### GEËXTRAHEERD MATERIAAL ###
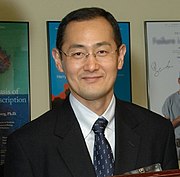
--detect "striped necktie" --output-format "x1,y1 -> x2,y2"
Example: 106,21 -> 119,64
92,118 -> 114,177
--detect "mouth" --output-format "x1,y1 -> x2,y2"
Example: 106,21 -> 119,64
82,76 -> 103,83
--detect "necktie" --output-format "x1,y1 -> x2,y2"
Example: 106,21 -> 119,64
92,118 -> 114,177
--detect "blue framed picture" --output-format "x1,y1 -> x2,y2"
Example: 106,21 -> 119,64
0,21 -> 30,165
47,21 -> 132,105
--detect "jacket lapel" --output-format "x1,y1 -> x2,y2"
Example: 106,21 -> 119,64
115,101 -> 140,174
55,99 -> 96,177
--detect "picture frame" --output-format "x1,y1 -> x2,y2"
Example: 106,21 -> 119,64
144,21 -> 180,116
0,21 -> 31,165
47,21 -> 132,107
###
## TAAKOMSCHRIJVING
Zet de regels van alle items hierboven in een JSON-lijst van strings, met één string per regel en zonder lege regels. Neem de afbeeldingen niet op in het antwoord.

## TAAKRESULTAAT
[
  "--detect \"striped necktie\" --output-format \"x1,y1 -> x2,y2\"",
  "Example: 106,21 -> 119,64",
  "92,118 -> 114,177",
  "--detect \"mouth\" --output-format \"x1,y1 -> x2,y2\"",
  "Example: 106,21 -> 119,64",
  "82,76 -> 103,83",
  "--detect \"necktie\" --output-format \"x1,y1 -> x2,y2\"",
  "Example: 106,21 -> 119,64",
  "92,118 -> 114,177",
  "--detect \"blue framed picture\" --output-format \"x1,y1 -> x2,y2\"",
  "Example: 106,21 -> 119,64",
  "0,21 -> 30,165",
  "47,21 -> 132,105",
  "--detect \"jacket lapel\" --output-format \"x1,y1 -> x2,y2\"",
  "Example: 106,21 -> 119,64",
  "115,101 -> 140,174",
  "55,99 -> 96,177",
  "--detect \"picture frame\" --output-format \"x1,y1 -> x2,y2\"",
  "Example: 106,21 -> 119,64",
  "144,21 -> 180,116",
  "0,21 -> 31,165",
  "47,21 -> 132,107"
]